## START RAW DATA

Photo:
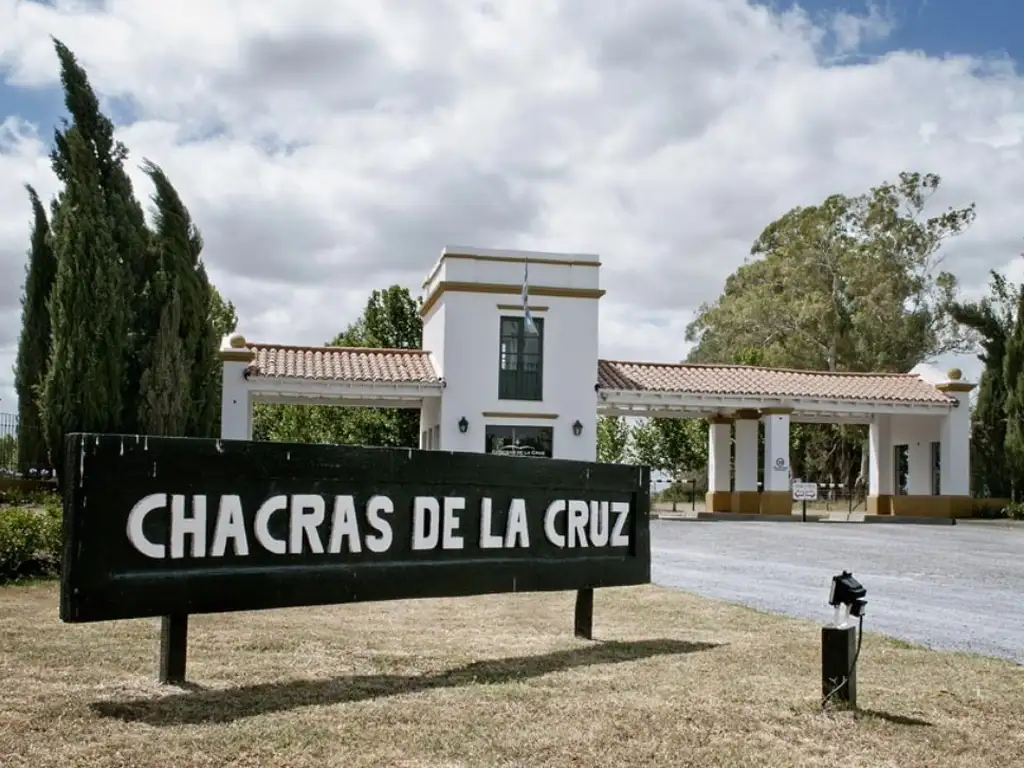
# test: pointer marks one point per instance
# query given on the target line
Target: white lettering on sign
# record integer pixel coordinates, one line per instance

## END RAW DATA

## GIVEN EXERCISE
Rewrite every line of the records above as a JSON list of strings, one string per line, skipping blank lines. Leave out the picture placeholder line.

## SOLUTION TO THE PROBLEM
[
  "Photo:",
  "# test: pointer marks one point per instance",
  "# query given on the target line",
  "Target: white lettering on sign",
  "# record integer pixel coordinates, one line per instance"
]